The problem: The listing is to be transcribed in full, with its images left out.

*-*-*

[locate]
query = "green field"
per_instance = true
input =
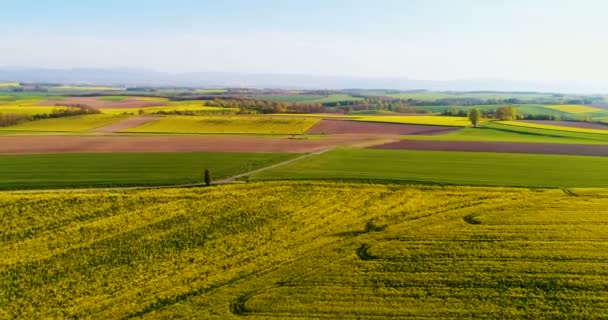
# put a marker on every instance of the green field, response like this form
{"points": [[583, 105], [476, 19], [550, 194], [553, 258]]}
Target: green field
{"points": [[554, 127], [424, 120], [227, 125], [570, 108], [68, 124], [28, 110], [430, 96], [457, 168], [525, 109], [495, 132], [309, 98], [305, 251], [83, 88], [124, 169]]}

*-*-*

Output for this task:
[locate]
query = "green field"
per_instance = true
input =
# put a marker on every instance of the green field, response like this form
{"points": [[583, 105], [476, 19], [550, 194], [553, 258]]}
Target: green field
{"points": [[554, 127], [424, 120], [227, 125], [570, 108], [68, 124], [28, 110], [430, 96], [457, 168], [525, 109], [495, 132], [309, 98], [305, 251], [83, 88], [124, 169]]}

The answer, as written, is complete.